Exercise objective.
Find the line that contains "Target: dirt trail" and print it and every line after it, exactly, please.

Material for this exercise.
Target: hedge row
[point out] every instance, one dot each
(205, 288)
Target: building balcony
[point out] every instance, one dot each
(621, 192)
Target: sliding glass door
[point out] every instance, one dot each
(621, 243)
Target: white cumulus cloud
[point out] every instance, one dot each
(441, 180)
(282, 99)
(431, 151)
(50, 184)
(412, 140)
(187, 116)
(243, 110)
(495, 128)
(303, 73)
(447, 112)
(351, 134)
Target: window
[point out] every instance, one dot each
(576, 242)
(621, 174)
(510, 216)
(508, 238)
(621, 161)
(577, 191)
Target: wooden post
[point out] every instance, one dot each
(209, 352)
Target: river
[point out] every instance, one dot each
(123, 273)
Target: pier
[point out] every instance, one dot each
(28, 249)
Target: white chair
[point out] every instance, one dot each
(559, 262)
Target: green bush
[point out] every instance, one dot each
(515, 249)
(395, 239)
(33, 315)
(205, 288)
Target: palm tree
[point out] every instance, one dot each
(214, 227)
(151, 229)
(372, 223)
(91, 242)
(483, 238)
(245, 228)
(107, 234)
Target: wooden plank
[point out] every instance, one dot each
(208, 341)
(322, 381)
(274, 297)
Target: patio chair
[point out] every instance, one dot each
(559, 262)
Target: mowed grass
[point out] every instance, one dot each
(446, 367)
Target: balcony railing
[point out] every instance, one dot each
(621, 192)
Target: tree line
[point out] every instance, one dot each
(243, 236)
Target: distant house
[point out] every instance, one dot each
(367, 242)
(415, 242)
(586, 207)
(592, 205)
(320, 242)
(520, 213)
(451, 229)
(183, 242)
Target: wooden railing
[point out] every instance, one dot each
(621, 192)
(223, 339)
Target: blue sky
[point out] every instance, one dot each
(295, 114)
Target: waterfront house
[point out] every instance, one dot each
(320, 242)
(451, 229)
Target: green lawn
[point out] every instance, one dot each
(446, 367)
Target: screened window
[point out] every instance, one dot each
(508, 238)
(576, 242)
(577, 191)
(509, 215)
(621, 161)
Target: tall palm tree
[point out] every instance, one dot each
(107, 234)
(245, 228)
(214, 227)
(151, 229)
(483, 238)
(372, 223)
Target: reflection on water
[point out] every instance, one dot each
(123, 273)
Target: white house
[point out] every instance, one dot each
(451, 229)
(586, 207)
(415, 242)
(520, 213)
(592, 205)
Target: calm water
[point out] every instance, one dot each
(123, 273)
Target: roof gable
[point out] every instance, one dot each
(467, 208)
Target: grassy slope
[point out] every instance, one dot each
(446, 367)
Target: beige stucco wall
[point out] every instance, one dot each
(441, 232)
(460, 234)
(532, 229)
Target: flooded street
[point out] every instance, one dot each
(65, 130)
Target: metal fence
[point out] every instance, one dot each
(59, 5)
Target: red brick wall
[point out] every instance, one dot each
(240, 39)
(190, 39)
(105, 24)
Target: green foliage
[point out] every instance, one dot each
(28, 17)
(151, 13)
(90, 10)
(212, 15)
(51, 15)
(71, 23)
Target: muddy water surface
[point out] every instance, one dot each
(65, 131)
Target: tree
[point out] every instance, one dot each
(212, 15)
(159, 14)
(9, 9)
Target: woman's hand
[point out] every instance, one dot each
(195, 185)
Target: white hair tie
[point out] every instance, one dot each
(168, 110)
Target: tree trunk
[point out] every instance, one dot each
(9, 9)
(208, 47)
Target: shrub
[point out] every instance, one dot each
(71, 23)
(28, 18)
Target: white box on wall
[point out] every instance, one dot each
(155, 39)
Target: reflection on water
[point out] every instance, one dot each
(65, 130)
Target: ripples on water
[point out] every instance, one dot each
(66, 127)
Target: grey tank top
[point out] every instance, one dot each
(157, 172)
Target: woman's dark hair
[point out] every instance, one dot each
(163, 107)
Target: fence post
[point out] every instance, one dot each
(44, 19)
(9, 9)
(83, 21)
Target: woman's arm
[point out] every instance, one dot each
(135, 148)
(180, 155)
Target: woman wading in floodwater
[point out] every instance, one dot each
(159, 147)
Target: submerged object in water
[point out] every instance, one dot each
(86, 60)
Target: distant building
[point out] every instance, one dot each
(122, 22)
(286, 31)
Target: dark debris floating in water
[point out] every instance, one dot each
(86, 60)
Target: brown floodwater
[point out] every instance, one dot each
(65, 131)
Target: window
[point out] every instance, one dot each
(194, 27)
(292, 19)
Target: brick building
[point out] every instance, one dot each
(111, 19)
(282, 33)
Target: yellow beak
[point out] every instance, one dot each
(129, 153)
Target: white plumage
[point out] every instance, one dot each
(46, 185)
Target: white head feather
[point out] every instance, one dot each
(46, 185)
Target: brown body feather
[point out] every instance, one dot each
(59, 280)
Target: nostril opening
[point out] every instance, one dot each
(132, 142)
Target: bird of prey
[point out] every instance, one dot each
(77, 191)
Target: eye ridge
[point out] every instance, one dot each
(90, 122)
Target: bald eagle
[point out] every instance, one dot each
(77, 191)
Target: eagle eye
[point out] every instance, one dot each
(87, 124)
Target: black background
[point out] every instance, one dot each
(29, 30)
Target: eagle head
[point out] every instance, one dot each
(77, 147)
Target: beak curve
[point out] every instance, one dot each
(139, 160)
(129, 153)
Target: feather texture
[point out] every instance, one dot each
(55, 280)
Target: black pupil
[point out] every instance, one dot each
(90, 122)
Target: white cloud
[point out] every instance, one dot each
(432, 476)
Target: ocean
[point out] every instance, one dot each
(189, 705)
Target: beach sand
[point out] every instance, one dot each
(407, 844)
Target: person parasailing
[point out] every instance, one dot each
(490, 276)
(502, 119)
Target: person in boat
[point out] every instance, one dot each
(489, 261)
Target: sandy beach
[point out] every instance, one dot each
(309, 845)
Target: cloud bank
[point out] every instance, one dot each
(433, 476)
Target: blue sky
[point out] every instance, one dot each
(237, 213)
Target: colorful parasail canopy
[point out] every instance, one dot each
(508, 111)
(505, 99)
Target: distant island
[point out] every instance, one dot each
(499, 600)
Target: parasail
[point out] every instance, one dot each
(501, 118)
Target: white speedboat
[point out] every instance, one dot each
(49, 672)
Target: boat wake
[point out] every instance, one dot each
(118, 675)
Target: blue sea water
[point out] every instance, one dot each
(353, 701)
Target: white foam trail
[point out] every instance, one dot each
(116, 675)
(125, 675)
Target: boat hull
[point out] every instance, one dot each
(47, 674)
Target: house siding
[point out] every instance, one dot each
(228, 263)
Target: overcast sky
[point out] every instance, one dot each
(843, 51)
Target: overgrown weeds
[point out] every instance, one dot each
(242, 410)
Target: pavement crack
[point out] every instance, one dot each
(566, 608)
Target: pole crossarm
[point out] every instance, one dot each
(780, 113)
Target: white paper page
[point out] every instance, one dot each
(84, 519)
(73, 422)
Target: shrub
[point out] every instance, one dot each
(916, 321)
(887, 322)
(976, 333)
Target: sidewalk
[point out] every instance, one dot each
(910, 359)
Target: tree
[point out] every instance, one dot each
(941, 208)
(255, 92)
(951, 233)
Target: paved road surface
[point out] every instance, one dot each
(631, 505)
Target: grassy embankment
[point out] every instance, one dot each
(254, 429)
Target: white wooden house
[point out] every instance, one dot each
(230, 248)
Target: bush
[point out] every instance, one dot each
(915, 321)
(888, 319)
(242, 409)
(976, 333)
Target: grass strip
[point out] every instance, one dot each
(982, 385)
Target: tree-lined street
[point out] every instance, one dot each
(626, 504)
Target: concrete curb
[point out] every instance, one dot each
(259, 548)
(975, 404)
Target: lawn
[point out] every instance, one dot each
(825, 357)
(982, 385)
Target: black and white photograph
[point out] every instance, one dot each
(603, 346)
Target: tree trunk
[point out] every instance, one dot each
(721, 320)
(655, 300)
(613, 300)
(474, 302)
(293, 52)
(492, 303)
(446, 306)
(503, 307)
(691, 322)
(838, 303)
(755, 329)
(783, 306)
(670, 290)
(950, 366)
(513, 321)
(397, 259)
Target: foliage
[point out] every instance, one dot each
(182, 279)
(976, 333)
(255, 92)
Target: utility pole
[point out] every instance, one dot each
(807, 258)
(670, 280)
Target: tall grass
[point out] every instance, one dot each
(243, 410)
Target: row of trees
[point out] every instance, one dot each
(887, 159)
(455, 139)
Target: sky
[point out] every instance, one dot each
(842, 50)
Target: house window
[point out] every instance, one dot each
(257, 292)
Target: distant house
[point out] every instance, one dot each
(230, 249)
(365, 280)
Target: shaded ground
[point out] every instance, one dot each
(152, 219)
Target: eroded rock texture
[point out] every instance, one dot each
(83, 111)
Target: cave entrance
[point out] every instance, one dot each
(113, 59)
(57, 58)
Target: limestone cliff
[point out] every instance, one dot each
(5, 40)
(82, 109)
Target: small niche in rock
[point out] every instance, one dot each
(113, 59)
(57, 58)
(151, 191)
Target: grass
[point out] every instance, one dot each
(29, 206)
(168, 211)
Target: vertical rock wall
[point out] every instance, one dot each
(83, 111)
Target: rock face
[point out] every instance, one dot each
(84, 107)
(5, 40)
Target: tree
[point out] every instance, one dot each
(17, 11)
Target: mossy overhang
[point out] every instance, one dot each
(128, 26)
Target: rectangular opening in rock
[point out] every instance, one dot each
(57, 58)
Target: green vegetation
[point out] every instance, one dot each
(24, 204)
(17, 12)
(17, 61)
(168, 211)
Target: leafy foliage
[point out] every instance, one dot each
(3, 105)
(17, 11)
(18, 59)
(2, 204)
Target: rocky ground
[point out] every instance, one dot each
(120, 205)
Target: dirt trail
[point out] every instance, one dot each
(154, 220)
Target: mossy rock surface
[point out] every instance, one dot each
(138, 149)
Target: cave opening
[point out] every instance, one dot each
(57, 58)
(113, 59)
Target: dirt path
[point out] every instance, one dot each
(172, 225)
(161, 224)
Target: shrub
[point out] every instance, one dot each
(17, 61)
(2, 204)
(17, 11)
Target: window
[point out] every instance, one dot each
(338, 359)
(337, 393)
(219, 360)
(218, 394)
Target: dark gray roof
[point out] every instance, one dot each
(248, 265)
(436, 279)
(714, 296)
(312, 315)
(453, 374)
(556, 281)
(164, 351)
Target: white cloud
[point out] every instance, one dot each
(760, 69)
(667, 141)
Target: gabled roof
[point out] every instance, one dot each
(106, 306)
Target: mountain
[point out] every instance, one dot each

Correct response.
Target: dirt trail
[point out] every instance, one dot each
(154, 220)
Target: mossy rock surface
[point out] every instance, one dot each
(138, 149)
Target: cave opening
[point out] every instance, one dot each
(57, 58)
(113, 59)
Target: dirt path
[point out] every instance, one dot each
(172, 225)
(161, 224)
Target: shrub
[point out] every instance, one dot each
(17, 61)
(2, 204)
(17, 11)
Target: window
[point out] every instance, one dot each
(338, 359)
(337, 393)
(219, 360)
(218, 394)
Target: dark gray roof
[point out] every instance, one dot each
(248, 265)
(436, 279)
(714, 296)
(312, 315)
(453, 374)
(556, 281)
(164, 351)
Target: white cloud
[point out] every instance, one dot each
(760, 69)
(667, 141)
Target: gabled roof
[point out] every instance, one dot each
(106, 306)
Target: mountain
[point out] every instance, one dot each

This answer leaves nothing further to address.